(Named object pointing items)
----

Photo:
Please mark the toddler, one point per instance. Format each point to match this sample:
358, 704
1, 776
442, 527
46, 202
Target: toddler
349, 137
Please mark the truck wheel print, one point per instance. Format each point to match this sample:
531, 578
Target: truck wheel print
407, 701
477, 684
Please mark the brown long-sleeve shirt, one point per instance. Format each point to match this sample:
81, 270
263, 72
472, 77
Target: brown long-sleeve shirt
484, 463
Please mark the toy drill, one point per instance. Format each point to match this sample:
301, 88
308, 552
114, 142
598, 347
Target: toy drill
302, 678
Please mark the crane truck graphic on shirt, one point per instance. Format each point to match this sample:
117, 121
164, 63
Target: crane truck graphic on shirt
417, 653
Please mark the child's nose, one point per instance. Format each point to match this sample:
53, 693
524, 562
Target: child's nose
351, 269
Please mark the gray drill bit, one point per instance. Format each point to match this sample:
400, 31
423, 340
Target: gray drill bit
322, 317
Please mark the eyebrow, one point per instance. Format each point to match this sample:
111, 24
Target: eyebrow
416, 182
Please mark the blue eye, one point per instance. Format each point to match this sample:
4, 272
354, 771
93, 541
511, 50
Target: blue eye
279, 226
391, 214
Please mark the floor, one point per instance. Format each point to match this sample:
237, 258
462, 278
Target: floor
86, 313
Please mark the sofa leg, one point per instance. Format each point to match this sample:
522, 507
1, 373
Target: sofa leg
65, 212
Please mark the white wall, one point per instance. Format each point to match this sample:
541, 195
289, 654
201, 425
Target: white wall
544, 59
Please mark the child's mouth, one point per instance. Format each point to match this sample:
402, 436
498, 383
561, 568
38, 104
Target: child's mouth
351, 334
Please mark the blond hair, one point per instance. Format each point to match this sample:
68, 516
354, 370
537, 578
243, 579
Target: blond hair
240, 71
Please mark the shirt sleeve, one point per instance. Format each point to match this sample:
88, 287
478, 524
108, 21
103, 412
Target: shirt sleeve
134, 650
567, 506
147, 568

----

**Given instruction:**
Recast every line of the items above as a JSON list of strings, one string per line, omitting any blank lines.

**Response to this task:**
[
  "Photo:",
  "Please mark the toddler, one point per instance. Format each point to match this sample:",
  "358, 704",
  "1, 776",
  "442, 527",
  "46, 202",
  "Target: toddler",
  "349, 137",
  "Please mark the truck wheel print, one point per instance. Format each point to match this sample:",
  "531, 578",
  "Target: truck wheel print",
  "407, 701",
  "477, 684",
  "Please mark the brown long-sleeve shirt, one point per instance. Format each point to match this sample:",
  "81, 270",
  "263, 72",
  "472, 77",
  "Target: brown long-sleeve shirt",
  "484, 463",
  "Please mark the toy drill, one point per instance. Format each point to match this sample:",
  "301, 88",
  "308, 552",
  "114, 142",
  "598, 347",
  "Target: toy drill",
  "302, 678",
  "Please mark the crane truck graphic on shirt, one point per instance. Format each point to match this sample:",
  "117, 121",
  "164, 63",
  "Target: crane truck graphic on shirt",
  "417, 653",
  "Please mark the child's nose, one point per instance. Format each point to match this sample:",
  "53, 693",
  "524, 562",
  "Target: child's nose",
  "351, 269",
  "Please mark the gray drill bit, one point per instance. Format each point to match this sample:",
  "400, 31",
  "423, 340",
  "Target: gray drill bit",
  "322, 317",
  "Please mark the eyebrow, one point per instance. Format each point to match this sample:",
  "111, 24",
  "Target: eyebrow",
  "416, 182",
  "Please mark the blue eye, one point per instance. Format each point to match this sample:",
  "4, 272",
  "354, 771",
  "93, 541",
  "511, 50",
  "Target: blue eye",
  "279, 226",
  "391, 214",
  "Please mark the floor, one point per instance. Format each point to match this sample:",
  "237, 258",
  "462, 278",
  "Target: floor",
  "86, 313",
  "Please mark the sofa leg, one point per instance. Format each point to match this sample:",
  "522, 507",
  "1, 373",
  "Target: sofa leg",
  "65, 212",
  "Please mark the white wall, one point per instance. Format each point to match this sample:",
  "541, 195",
  "289, 654",
  "201, 425",
  "Target: white wall",
  "544, 59",
  "Please mark the child's mouth, one point per instance. Format each point to match this sample:",
  "402, 436",
  "498, 383",
  "561, 568",
  "38, 104",
  "Target: child's mouth",
  "351, 334",
  "Please mark the blond hair, one point per instance. Format each point to match this sample:",
  "68, 516",
  "354, 370",
  "537, 578",
  "243, 579",
  "Target: blond hair",
  "240, 71",
  "Please mark the shirt sleeve, one point per instance. Format each point to match this sample:",
  "88, 287",
  "478, 524",
  "108, 21",
  "103, 412",
  "Target: shirt sleeve",
  "134, 650",
  "567, 506",
  "147, 568"
]